WHAT YOU HAVE TO DO —
Reproduce word for word the lines of the rows from the one containing "the crowd in" through the one containing "[(841, 517), (587, 292)]", both included.

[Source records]
[Start]

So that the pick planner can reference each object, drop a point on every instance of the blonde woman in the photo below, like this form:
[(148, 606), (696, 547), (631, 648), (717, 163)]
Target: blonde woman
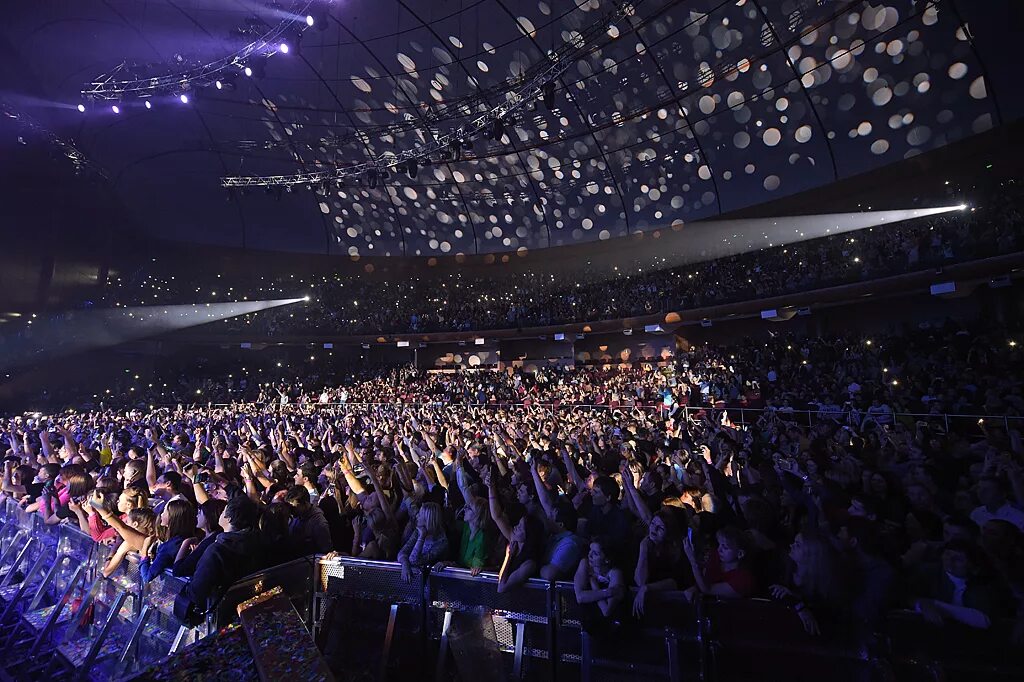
[(427, 544)]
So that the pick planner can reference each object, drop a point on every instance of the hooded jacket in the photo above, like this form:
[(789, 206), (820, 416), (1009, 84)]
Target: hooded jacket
[(231, 556)]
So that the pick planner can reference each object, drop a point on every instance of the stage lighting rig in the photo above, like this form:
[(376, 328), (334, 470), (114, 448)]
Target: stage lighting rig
[(540, 84), (181, 74)]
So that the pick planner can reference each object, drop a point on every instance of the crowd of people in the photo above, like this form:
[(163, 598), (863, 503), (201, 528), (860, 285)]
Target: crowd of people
[(463, 300), (841, 516)]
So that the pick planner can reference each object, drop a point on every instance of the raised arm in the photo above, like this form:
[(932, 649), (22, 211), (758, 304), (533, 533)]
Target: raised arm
[(151, 469), (495, 506), (543, 494), (133, 538), (636, 503)]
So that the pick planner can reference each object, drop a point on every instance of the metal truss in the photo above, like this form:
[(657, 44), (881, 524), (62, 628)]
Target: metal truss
[(539, 82), (124, 82)]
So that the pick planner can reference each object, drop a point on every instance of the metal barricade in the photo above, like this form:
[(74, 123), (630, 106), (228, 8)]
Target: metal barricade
[(667, 643), (520, 619), (295, 578), (361, 607), (749, 636), (156, 632)]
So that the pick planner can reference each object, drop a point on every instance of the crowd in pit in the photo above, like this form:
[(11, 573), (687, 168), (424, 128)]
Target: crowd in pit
[(841, 517), (587, 292)]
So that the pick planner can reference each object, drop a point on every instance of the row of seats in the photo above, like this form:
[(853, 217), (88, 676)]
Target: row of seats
[(60, 617), (537, 632)]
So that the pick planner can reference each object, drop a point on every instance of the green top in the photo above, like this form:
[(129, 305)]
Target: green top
[(473, 549)]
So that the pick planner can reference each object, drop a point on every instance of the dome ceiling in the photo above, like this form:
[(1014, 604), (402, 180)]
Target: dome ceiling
[(663, 113)]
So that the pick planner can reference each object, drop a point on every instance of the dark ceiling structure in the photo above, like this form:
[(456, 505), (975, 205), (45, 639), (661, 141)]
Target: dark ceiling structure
[(528, 123)]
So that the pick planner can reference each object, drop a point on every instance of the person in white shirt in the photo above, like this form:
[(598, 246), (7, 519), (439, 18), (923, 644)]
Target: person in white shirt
[(994, 505)]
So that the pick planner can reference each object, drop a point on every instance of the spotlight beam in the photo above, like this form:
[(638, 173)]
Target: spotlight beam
[(712, 240), (78, 331)]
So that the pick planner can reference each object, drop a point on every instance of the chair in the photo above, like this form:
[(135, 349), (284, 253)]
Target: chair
[(750, 637), (365, 607), (519, 619), (952, 651), (656, 646)]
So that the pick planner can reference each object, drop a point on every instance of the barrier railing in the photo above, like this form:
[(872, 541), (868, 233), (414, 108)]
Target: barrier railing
[(58, 613), (65, 615), (736, 414)]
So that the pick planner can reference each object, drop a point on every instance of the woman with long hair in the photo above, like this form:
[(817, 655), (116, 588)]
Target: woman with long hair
[(139, 524), (384, 541), (177, 523), (599, 586), (208, 520), (72, 483), (427, 544), (659, 562), (815, 583)]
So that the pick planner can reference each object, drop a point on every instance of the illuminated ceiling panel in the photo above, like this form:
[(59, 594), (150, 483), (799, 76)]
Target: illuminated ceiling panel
[(674, 113)]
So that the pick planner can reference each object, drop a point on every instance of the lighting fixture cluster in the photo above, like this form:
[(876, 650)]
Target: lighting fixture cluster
[(182, 77), (30, 129), (539, 85)]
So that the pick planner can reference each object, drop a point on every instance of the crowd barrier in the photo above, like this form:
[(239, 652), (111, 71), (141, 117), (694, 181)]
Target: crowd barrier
[(735, 414), (61, 619), (60, 616)]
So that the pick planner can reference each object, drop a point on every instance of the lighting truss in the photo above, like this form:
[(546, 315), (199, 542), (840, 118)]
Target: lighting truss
[(80, 162), (123, 83), (523, 91)]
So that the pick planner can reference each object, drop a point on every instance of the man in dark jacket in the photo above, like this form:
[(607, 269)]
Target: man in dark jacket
[(236, 553), (309, 530)]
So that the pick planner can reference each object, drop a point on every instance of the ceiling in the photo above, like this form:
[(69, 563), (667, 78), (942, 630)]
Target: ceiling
[(677, 111)]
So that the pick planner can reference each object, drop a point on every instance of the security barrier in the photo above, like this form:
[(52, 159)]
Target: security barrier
[(60, 616)]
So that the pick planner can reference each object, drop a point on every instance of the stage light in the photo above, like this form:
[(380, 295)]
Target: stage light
[(548, 95)]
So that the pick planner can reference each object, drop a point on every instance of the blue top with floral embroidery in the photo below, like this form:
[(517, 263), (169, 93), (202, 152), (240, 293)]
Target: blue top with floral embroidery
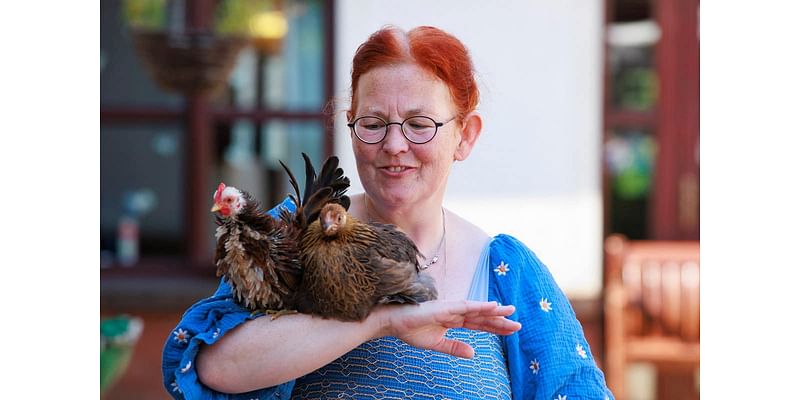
[(548, 358)]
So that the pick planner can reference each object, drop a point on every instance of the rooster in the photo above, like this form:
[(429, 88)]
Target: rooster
[(259, 255), (349, 267)]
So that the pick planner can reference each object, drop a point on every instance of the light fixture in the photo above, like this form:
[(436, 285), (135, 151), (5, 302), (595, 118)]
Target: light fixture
[(267, 30)]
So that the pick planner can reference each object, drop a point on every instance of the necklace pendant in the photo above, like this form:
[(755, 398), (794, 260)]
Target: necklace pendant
[(427, 265)]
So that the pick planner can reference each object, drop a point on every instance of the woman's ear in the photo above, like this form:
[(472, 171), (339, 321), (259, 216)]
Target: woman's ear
[(470, 131)]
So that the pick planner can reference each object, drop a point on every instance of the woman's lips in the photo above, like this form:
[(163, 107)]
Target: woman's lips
[(396, 170)]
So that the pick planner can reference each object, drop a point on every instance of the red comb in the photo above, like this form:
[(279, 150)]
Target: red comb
[(218, 193)]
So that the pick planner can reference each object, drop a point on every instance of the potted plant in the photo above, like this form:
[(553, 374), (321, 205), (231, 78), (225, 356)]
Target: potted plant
[(190, 62)]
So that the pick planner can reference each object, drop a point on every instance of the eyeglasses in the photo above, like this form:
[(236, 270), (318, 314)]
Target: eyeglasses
[(417, 129)]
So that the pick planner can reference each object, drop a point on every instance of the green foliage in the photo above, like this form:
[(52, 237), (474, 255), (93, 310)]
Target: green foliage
[(145, 14), (231, 17)]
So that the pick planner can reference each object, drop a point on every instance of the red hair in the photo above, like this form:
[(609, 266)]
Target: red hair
[(429, 48)]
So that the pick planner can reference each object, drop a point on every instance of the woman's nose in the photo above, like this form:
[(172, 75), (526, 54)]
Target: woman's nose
[(394, 142)]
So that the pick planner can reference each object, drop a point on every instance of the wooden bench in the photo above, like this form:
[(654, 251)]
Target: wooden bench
[(651, 307)]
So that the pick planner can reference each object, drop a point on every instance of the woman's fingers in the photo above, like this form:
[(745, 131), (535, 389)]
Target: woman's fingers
[(454, 348), (496, 325)]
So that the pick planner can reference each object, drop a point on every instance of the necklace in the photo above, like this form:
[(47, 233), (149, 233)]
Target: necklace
[(442, 242)]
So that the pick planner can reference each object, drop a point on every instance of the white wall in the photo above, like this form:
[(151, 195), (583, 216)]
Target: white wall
[(539, 65)]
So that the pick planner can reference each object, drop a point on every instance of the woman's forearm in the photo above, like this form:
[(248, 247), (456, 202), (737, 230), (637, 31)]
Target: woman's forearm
[(264, 352)]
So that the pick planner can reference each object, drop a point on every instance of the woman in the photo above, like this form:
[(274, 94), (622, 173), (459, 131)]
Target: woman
[(411, 117)]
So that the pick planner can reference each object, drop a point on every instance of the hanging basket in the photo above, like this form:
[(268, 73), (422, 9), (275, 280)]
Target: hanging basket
[(190, 63)]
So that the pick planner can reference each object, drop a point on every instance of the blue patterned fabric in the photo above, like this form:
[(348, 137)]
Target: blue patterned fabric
[(547, 359), (387, 368)]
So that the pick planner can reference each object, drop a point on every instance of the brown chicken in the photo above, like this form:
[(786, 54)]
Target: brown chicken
[(259, 255), (349, 267)]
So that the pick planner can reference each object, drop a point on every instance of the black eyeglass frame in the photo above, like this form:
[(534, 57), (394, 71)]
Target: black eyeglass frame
[(437, 125)]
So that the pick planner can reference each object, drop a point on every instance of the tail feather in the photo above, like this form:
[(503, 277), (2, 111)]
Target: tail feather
[(327, 187)]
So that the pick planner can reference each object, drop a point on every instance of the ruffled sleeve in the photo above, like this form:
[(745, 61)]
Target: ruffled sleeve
[(205, 322), (549, 358)]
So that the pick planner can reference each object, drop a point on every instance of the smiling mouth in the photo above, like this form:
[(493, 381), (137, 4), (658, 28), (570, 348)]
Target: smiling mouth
[(396, 169)]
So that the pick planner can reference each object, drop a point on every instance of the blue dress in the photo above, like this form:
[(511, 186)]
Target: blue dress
[(548, 358)]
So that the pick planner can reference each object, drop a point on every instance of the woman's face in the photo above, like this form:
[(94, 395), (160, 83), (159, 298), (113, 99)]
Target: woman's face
[(395, 171)]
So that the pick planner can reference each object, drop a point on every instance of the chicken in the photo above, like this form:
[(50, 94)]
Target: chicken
[(349, 267), (254, 253), (259, 255)]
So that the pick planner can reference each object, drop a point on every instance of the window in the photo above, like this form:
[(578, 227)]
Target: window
[(163, 153)]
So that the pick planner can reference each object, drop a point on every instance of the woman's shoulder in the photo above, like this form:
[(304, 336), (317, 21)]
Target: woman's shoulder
[(466, 232)]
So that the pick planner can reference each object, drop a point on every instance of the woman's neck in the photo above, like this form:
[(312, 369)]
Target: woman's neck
[(422, 222)]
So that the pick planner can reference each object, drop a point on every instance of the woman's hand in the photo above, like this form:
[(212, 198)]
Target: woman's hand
[(424, 325)]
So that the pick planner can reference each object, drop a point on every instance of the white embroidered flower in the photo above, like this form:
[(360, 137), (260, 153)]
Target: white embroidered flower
[(580, 350), (181, 336), (186, 368), (545, 305), (534, 366), (502, 268)]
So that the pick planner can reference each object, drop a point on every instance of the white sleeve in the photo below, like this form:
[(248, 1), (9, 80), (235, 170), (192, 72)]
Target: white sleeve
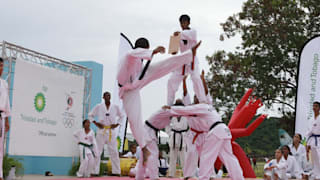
[(297, 170), (140, 53), (77, 135), (8, 109), (93, 113), (190, 35)]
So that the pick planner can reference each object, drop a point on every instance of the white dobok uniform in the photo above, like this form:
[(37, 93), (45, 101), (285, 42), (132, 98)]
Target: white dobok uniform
[(313, 141), (280, 169), (293, 170), (301, 157), (177, 130), (88, 151), (188, 40), (212, 139), (5, 112), (191, 155), (108, 136), (128, 79), (157, 121)]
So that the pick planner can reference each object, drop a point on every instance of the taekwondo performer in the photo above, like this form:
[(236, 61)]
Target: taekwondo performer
[(131, 79), (212, 138), (4, 114), (177, 129), (299, 152), (153, 125), (313, 142), (107, 133), (191, 156), (276, 168), (88, 149), (188, 40)]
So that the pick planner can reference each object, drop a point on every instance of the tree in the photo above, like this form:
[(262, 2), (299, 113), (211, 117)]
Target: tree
[(272, 33)]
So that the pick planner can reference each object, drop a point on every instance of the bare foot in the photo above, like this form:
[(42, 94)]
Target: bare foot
[(194, 48), (145, 154)]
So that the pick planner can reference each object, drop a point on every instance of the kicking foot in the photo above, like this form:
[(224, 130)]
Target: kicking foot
[(194, 48), (145, 154)]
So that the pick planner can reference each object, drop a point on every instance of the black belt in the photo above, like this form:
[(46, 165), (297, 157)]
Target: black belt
[(315, 138), (90, 146), (174, 137), (215, 124), (144, 70)]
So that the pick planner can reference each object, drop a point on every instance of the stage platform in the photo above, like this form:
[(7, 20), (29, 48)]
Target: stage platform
[(40, 177), (128, 178)]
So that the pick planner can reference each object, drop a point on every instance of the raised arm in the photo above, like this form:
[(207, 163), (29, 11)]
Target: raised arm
[(191, 110), (204, 83), (189, 35)]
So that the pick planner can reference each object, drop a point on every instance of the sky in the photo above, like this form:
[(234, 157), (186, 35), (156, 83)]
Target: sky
[(83, 30)]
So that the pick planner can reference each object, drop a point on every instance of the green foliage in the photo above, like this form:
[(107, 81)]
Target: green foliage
[(264, 140), (272, 33), (8, 162)]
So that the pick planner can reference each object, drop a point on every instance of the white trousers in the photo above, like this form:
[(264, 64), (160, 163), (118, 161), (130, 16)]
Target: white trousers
[(174, 153), (131, 93), (210, 150), (2, 121), (102, 139), (175, 80), (87, 164), (191, 156), (315, 155), (151, 165)]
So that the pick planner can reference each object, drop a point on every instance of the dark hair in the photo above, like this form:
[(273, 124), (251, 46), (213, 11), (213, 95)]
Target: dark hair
[(317, 102), (184, 17), (83, 122), (179, 103), (141, 43), (106, 93), (286, 146)]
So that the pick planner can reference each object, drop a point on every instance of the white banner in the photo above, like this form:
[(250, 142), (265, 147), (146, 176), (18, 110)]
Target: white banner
[(308, 84), (47, 108)]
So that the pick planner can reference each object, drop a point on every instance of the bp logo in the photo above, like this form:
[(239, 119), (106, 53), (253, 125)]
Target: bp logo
[(39, 102)]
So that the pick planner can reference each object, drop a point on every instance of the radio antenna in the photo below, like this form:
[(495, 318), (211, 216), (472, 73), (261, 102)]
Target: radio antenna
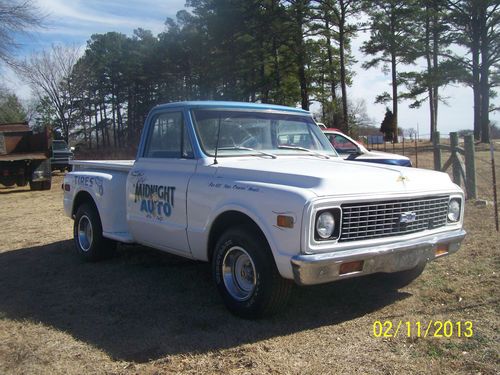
[(217, 142)]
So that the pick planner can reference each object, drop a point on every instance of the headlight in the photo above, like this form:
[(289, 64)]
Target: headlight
[(325, 225), (454, 210)]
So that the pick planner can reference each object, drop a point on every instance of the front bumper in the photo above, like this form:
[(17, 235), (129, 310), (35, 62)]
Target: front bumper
[(310, 269)]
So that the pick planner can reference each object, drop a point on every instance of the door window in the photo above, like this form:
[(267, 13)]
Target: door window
[(168, 137)]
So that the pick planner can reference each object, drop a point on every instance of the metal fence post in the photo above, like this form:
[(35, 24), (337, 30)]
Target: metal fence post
[(470, 167), (416, 151), (454, 157), (437, 151)]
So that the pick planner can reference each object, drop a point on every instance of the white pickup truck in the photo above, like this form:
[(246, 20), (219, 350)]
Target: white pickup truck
[(258, 191)]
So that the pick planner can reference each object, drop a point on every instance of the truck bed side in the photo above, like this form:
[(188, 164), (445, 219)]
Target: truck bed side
[(105, 182)]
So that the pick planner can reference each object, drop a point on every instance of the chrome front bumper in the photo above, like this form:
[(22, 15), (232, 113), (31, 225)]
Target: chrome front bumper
[(309, 269)]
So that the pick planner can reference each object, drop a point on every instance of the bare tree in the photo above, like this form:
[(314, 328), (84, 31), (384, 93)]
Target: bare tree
[(16, 17), (49, 73)]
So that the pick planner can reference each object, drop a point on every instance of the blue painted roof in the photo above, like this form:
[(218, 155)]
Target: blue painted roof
[(225, 104)]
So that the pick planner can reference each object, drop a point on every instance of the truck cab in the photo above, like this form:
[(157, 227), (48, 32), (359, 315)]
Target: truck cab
[(259, 192)]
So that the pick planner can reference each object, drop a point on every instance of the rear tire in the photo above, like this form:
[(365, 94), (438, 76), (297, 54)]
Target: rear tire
[(246, 275), (87, 234)]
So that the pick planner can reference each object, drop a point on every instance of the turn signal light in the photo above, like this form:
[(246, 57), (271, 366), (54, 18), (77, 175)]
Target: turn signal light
[(284, 221), (351, 267), (441, 250)]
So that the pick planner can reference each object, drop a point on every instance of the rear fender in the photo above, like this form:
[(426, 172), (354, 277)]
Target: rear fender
[(108, 193)]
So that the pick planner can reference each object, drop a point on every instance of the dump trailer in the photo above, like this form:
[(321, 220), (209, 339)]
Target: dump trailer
[(24, 157)]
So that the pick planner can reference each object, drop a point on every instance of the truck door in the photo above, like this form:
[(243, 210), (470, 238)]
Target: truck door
[(157, 185)]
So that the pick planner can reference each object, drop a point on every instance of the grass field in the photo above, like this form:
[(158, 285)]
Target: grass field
[(145, 312)]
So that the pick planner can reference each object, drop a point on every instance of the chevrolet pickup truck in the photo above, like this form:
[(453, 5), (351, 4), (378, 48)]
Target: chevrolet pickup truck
[(259, 192)]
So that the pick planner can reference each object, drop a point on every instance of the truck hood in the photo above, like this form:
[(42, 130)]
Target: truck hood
[(334, 176)]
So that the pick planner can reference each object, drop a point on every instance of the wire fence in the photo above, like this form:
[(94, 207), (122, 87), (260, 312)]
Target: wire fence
[(421, 152)]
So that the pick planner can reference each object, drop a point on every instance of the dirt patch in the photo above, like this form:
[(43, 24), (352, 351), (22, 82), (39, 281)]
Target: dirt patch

[End]

FINAL RESULT —
So that the pick planner can reference each object, drop a point on every instance of the crowd in pit in the photo above, like this form:
[(11, 573), (687, 168), (424, 128)]
Target: crowd in pit
[(841, 517), (587, 292)]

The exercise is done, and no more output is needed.